* _Material supplied_

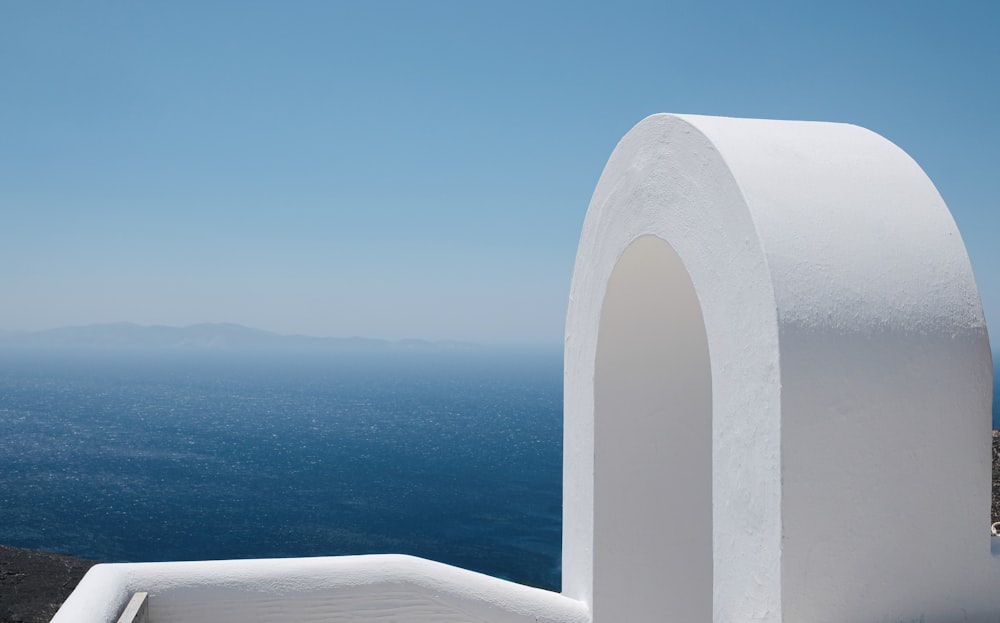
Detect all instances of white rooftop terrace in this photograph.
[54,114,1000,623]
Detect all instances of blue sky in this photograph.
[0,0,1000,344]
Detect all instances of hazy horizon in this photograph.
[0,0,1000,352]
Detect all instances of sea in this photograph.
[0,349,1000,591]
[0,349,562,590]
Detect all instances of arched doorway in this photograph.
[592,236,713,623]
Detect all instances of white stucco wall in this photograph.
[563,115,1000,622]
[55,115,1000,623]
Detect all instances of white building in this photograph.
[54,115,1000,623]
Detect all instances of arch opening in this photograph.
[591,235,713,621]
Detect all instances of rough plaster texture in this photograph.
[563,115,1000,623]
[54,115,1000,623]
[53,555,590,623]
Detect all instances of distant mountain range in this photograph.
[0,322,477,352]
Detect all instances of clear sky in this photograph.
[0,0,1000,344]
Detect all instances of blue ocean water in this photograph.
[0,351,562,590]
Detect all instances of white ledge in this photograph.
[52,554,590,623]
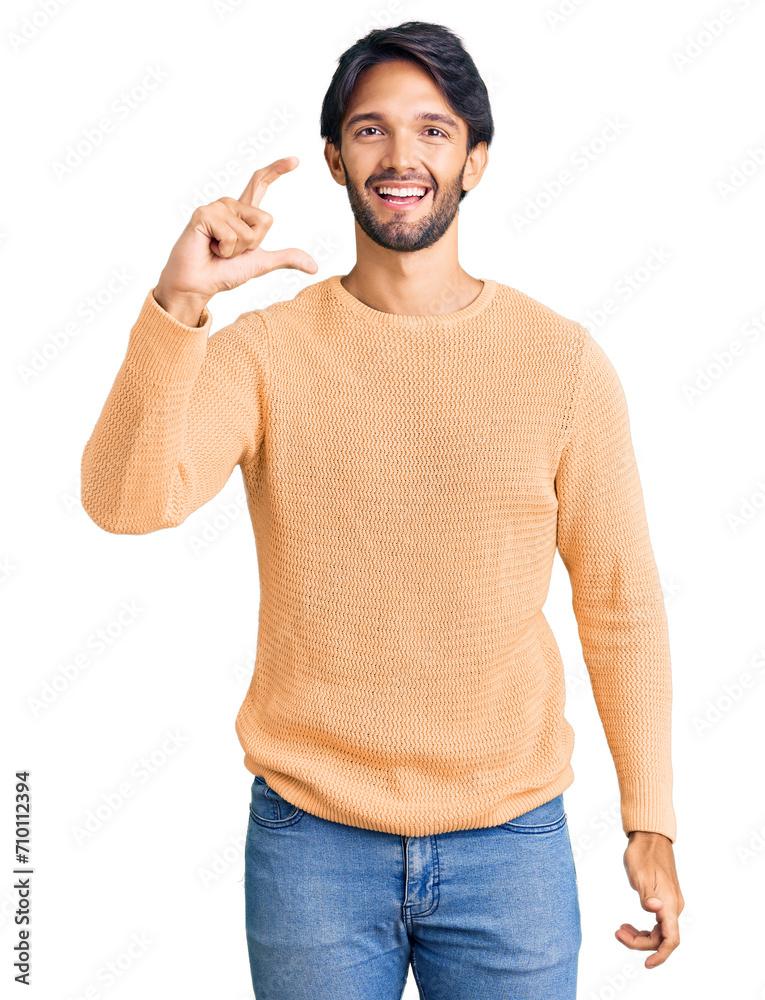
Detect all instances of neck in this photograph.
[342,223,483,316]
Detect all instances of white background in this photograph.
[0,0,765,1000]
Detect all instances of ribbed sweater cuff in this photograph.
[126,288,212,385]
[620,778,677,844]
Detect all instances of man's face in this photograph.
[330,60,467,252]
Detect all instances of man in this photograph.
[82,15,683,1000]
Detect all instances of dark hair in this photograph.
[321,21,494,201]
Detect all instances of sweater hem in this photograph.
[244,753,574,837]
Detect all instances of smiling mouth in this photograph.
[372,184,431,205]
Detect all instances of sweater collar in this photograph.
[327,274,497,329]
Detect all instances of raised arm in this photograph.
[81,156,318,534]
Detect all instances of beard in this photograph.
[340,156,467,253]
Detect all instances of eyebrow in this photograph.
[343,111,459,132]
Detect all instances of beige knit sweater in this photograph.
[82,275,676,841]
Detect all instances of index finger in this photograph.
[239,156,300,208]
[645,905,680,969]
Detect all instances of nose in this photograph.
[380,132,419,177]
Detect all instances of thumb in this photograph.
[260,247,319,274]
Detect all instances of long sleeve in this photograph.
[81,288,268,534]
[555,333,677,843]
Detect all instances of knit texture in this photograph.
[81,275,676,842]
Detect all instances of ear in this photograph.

* _Requirement_
Copy out the stretch of material from the line containing "Detect all instances of raised" through the line containing "[343,111,459,132]", swapping "beard" for "stubble" and leaving everything else unchanged.

* _The output_
Detect all instances of raised arm in this photograph.
[81,156,318,534]
Detect all instances of stubble in this photograph.
[340,156,467,253]
Detect all instances of eyebrow in this photograph.
[343,111,459,132]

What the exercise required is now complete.